INSTRUCTION: Retype the material below word for word, starting with the line that contains "locate flower bouquet" and going on through the line that contains "left=219, top=169, right=302, bottom=272". Include both of those lines.

********

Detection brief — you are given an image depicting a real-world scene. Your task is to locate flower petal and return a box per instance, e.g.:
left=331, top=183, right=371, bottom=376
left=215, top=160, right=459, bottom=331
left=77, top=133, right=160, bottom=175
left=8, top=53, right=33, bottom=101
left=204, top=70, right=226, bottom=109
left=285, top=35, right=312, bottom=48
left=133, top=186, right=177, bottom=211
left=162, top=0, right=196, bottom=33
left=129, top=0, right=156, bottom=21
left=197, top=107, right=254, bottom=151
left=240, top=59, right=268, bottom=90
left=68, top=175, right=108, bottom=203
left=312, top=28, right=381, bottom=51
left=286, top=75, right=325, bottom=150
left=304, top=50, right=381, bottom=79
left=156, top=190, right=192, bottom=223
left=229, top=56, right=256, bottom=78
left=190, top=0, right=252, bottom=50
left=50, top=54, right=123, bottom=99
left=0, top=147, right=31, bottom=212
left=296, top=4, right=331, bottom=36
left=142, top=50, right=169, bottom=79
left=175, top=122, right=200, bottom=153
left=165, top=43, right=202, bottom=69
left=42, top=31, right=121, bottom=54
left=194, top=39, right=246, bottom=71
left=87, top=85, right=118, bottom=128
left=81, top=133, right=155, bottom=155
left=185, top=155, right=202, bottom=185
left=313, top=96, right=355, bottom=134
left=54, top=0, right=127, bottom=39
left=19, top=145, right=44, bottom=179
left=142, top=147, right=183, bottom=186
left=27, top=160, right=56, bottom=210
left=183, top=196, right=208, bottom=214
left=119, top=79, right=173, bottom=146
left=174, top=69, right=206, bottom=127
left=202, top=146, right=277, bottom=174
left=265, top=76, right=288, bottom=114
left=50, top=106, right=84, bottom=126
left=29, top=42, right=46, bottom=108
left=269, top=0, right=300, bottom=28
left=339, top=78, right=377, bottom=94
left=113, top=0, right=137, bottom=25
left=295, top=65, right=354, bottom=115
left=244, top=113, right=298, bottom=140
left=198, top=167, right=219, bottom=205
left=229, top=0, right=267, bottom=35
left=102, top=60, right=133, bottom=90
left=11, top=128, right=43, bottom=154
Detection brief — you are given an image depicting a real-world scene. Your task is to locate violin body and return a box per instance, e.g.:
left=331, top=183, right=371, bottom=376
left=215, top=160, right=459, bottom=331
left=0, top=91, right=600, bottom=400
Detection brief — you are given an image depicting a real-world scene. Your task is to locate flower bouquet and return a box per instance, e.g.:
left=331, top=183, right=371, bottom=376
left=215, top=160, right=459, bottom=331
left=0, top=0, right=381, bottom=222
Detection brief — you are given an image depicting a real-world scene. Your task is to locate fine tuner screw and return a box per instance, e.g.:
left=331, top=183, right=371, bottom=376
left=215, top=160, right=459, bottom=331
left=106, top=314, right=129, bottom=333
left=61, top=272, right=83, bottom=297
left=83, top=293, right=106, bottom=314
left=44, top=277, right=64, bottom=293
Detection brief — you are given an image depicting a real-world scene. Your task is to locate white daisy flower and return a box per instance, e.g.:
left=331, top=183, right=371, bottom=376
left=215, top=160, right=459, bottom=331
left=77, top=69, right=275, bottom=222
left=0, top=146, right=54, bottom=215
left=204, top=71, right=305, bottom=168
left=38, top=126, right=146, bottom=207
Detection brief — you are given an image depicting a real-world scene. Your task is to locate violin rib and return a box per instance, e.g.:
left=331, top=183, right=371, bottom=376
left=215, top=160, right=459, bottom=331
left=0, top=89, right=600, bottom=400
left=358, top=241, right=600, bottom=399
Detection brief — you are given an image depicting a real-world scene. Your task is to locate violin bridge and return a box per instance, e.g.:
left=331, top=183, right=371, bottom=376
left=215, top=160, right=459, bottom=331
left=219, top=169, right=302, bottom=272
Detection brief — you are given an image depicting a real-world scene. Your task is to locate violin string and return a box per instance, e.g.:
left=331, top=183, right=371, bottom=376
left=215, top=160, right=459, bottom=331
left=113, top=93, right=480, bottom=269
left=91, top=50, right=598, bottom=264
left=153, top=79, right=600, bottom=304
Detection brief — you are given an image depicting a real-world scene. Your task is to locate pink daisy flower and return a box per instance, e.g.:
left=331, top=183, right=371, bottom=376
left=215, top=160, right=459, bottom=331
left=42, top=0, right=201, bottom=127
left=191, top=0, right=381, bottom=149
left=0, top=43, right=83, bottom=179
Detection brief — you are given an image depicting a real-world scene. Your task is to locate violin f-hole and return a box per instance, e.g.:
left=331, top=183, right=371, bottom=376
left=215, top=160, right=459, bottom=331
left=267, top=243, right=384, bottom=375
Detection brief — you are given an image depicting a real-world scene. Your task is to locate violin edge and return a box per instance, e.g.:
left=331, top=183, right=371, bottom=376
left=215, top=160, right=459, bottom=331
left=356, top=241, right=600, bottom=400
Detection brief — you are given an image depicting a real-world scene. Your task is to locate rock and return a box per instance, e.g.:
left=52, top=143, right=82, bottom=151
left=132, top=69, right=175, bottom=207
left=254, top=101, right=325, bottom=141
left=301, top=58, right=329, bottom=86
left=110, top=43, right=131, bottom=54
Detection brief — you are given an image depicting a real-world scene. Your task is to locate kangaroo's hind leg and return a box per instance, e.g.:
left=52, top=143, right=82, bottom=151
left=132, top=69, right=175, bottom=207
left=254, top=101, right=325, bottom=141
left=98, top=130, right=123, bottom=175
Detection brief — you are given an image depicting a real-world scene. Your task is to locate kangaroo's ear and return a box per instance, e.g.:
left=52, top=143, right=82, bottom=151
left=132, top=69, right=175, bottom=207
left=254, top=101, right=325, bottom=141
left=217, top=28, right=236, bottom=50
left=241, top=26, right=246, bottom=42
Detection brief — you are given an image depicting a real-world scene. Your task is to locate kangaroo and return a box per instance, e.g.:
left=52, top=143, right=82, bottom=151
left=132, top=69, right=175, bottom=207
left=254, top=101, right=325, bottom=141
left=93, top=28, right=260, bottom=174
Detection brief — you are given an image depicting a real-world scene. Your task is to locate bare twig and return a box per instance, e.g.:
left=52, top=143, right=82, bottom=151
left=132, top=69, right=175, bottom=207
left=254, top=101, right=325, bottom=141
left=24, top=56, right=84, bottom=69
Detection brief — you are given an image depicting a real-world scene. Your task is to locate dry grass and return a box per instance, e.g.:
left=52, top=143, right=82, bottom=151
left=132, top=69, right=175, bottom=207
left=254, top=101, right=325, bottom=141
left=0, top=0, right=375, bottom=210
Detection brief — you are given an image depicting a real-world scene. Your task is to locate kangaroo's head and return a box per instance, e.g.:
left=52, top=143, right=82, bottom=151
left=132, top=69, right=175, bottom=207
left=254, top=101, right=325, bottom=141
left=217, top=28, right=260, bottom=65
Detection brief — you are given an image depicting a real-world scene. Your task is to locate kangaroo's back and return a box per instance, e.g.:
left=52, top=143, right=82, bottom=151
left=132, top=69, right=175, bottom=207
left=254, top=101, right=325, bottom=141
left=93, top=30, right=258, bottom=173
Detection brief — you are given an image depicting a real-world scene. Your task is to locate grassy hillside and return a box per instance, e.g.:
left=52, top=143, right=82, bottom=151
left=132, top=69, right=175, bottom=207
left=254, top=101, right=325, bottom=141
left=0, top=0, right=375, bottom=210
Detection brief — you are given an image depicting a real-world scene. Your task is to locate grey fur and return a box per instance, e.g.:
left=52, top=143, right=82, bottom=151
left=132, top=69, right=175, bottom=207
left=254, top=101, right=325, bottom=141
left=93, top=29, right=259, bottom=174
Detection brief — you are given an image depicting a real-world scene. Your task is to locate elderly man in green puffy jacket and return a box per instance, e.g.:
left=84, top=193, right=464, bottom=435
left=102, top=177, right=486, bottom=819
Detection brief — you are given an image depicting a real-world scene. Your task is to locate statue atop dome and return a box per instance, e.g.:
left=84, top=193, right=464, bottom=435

********

EXERCISE RESULT:
Detection brief — you are given an image depicting a real-world scene. Your task is to locate flower bouquet and return a box per instance, e.g.:
left=331, top=183, right=371, bottom=376
left=215, top=160, right=459, bottom=331
left=0, top=0, right=381, bottom=222
Detection brief — you are given an image depicting a real-world scene. Your task is to locate fine tuner screw and return a box per instance, e.g.:
left=331, top=183, right=371, bottom=376
left=215, top=160, right=459, bottom=331
left=106, top=314, right=129, bottom=333
left=61, top=272, right=83, bottom=297
left=83, top=293, right=106, bottom=314
left=44, top=277, right=64, bottom=293
Detection brief — you are given an image depicting a real-world scene. Your task is to locate white daisy flower and return a box per instance, e.g.:
left=331, top=183, right=371, bottom=376
left=215, top=160, right=459, bottom=331
left=77, top=69, right=275, bottom=222
left=0, top=146, right=54, bottom=215
left=204, top=71, right=305, bottom=168
left=38, top=126, right=146, bottom=207
Detection brief — you are given an image depicting a real-world scene. Your task is to locate violin rib and return a box per instance, e.g.:
left=331, top=183, right=371, bottom=376
left=215, top=160, right=459, bottom=331
left=0, top=89, right=600, bottom=400
left=358, top=241, right=600, bottom=399
Detection brief — you are given an image depicting a real-world scene. Your task is to locate violin bridge and return a box per instance, e.g.:
left=331, top=183, right=371, bottom=376
left=215, top=160, right=459, bottom=331
left=219, top=169, right=302, bottom=272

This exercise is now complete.